Task brief
Pick out every line of the material that contains the word "beach" and copy each one as it appears.

-- START Records for processing --

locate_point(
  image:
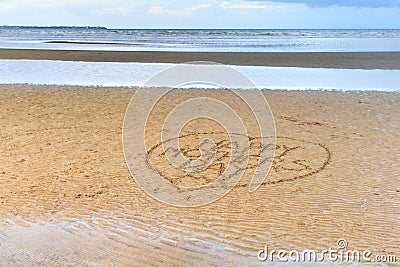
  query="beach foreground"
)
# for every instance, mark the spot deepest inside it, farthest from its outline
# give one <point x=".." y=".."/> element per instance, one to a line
<point x="67" y="194"/>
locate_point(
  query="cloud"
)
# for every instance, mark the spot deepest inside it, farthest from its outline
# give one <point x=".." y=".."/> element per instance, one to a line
<point x="347" y="3"/>
<point x="157" y="10"/>
<point x="243" y="5"/>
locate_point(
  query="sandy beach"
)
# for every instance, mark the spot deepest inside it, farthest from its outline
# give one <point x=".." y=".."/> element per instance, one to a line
<point x="346" y="60"/>
<point x="67" y="194"/>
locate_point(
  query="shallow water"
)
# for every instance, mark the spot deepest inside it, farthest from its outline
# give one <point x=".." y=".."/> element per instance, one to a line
<point x="201" y="40"/>
<point x="135" y="74"/>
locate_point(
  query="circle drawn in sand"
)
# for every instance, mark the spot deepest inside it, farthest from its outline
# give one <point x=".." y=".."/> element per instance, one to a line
<point x="294" y="159"/>
<point x="140" y="128"/>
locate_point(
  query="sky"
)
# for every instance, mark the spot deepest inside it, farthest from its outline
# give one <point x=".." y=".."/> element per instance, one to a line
<point x="271" y="14"/>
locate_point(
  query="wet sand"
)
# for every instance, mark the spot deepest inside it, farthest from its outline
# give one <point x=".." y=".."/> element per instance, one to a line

-- END Records for processing --

Output of the exercise
  query="beach foreground"
  query="sandy beach"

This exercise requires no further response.